1Department of Plant Protection, Faculty of Agriculture, Al-Baath University, P.O.Box 77, Al- Sham St., Homs, Syria
2017 - Volume: 57 Issue: 3 pages: 529-539https://doi.org/10.24349/acarologia/20174170
Eggplant, Solanum melongena L. is the main vegetable crop in open fields in Latakia province, Syria. The crop was cultivated on an area of 641 ha producing about 15.4 thousand tons according to data from Syrian Ministry of Agriculture and Agrarian Reform (2014).
The major pests of this crop include several species of lepidopteran insects, whitefly, thrips, aphid and phytophagous mites, causing severe damages and substantial losses in crop yield (Srinivasan, 2009; Reddy and Miller, 2014). The control of these pests has been based generally on broad-spectrum pesticides in numerous Latakian fields and the number of sprays performed varied according to eggplant growers. However, the great indiscriminate use of these compounds has negative environmental impacts and can impair the performance of natural enemies, causing consequently the emergence of other population pests as tetranychid mites (Reddy, 2001; Kumral and Kovanci, 2005; Van Driesche et al., 2009; Marčić et al., 2012).
In the recent years, in many cases, the application of pesticides was minimized or stopped essentially due to economic reasons. The results of a survey carried out in a free pesticide eggplant field in 2015 (Barbar, 2016), revealed the presence of the tetranychid Tetranychus urticae Koch and the tarsonemid Polyphagotarsonemus latus (Banks), considered as very important pests of eggplant (Bostanian et al., 2003; Maanen et al., 2010; Hoy, 2011). However, these phytophagous mites were accompanied by several predatory mite species essentially belonging to the family Phytoseiidae (Barbar, 2016).
The aim of the present work was to evaluate the effects of two insecticides (deltamethrin and acetamiprid) and an acaricide (fenbutatin oxide) on diversity and abundance of phytophagous mites and their natural enemies (in particular phytoseiid mites) in an eggplant open-field in Latakia province. These pesticides were selected as they were the most common and repeatedly applied on numerous eggplant fields and other crops in this province. This initial study could clarify some points to develop management strategies including biological control of eggplant phytophagous mites.
========
▸ **Task statement**
Write the next part of the article on pesticide effects on mites in Latakia eggplant fields, picking up after its final sentence. The items that come after this point are separate material and have no connection to the eggplant study.

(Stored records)
========
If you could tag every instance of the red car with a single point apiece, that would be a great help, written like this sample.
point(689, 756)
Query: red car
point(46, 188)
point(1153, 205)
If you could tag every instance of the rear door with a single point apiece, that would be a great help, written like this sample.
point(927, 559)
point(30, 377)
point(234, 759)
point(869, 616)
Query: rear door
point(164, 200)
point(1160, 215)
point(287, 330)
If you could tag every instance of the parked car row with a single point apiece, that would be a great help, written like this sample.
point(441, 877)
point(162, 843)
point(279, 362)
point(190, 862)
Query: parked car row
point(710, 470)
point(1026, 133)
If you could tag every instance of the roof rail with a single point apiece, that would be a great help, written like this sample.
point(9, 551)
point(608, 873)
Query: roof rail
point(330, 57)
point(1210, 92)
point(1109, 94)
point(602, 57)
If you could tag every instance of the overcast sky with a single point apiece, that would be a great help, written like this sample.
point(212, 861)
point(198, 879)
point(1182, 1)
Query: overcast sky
========
▸ **Answer section**
The pesticides tested were the acaricide Jolly® SC (fenbutatin oxide, with a recommended concentration of 0.5 ml ai.l-1, Slipcam, Italy, applied against T. urticae) and the insecticides Dinamethrin® EC (deltamethrin with a recommended concentration of 0.0125 g ai.l-1, Agri Pes, Syria) and Setar® SP (acetamiprid with a recommended concentration of 0.1 g ai.l-1, Agri Pes, Syria) applied against whitefly, thrips and lepidopteran eggplant pests.
The experiment was carried out in an eggplant open-field of approximately 2000 m2 located in Latakia province during 2016 season. The crop was grew in the nursery seed bed and then transplanted into the experimental field during mid-April.
The experimental design consisted of four treatments (three pesticides and a water control). Each treatment was replicated four times. The replicates were randomly assigned to plots in a complete randomized block design. Each plot contained 27 plants and was separated from other plots by 1.2 m to avoid the spray drifts or treatment effects. The plots were left without any pesticide treatments for 1.5 month allowing thus the occurrence of natural infestation by the target pest and their natural enemies. The agronomic practices (mineral fertilizers and irrigation) were kept uniform on all the plots throughout the experiment. Three applications of each pesticide were carried out on 3, 25 June and on 16 July using a ten-liters hand-held sprayer with hollow cone nozzle.
To determine mite population levels, four plants were randomly selected per plot. In each plant, three leaves were randomly selected, one per top, middle and bottom third of the plant (a total of 48 leaves per treatment). Samples were taken one day before the first pesticide applications and 1, 2, 7, 14, 21 days after the first and the second applications. For the third application, samples were taken 1, 2 days after application and then weekly for two consecutive months. All living mites on each leaf were counted using a binocular microscope. Adult stage was mounted on slides in Hoyer's medium and dried in an oven at 40 °C for one week for identification.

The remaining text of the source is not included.